The task:
Only the lines from the one that includes "flower disc florets" through the last line below belong in the reply, copied exactly and without pictures.
━━━ Exercise inputs
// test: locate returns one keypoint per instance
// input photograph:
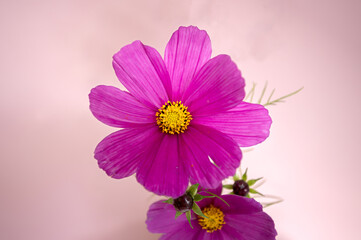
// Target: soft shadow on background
(54, 52)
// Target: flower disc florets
(173, 117)
(214, 221)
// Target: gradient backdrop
(53, 52)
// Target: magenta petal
(248, 124)
(118, 108)
(119, 153)
(162, 170)
(210, 155)
(217, 87)
(245, 218)
(187, 51)
(161, 219)
(257, 226)
(142, 71)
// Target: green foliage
(269, 101)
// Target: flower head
(183, 117)
(242, 219)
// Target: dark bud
(183, 203)
(240, 188)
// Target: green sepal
(199, 197)
(198, 211)
(251, 190)
(170, 201)
(178, 213)
(218, 197)
(244, 176)
(192, 190)
(188, 214)
(253, 181)
(228, 186)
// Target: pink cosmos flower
(183, 118)
(243, 219)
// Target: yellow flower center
(214, 221)
(173, 117)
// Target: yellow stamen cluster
(214, 221)
(173, 117)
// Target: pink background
(53, 53)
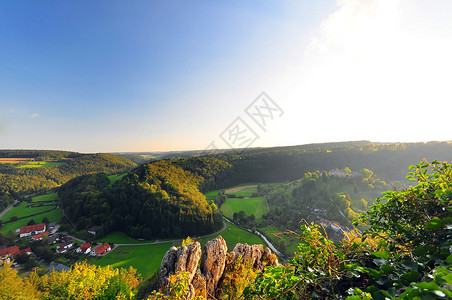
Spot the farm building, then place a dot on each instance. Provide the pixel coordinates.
(40, 236)
(93, 230)
(101, 249)
(32, 229)
(53, 239)
(7, 252)
(64, 247)
(11, 252)
(85, 248)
━━━━━━
Finished task:
// Target: flower disc florets
(173, 117)
(214, 221)
// Target: gradient backdrop
(53, 52)
// Target: magenta petal
(248, 124)
(118, 108)
(119, 153)
(162, 170)
(210, 155)
(217, 87)
(245, 218)
(187, 51)
(161, 219)
(257, 226)
(142, 71)
// Target: green foliage
(269, 101)
// Target: flower head
(183, 117)
(242, 219)
// Target: dark bud
(183, 203)
(240, 188)
// Target: green sepal
(199, 197)
(198, 211)
(251, 190)
(170, 201)
(178, 213)
(218, 197)
(244, 176)
(192, 190)
(188, 214)
(253, 181)
(228, 186)
// Target: pink cosmos flower
(183, 118)
(243, 219)
// Target: yellow flower center
(214, 221)
(173, 117)
// Target: yellow stamen cluster
(214, 221)
(173, 117)
// Target: pink background
(53, 53)
Spot the farm building, then place a dot on each instance. Provide the pixel coordinates.
(40, 236)
(93, 230)
(101, 249)
(32, 229)
(53, 239)
(7, 252)
(64, 247)
(11, 252)
(85, 248)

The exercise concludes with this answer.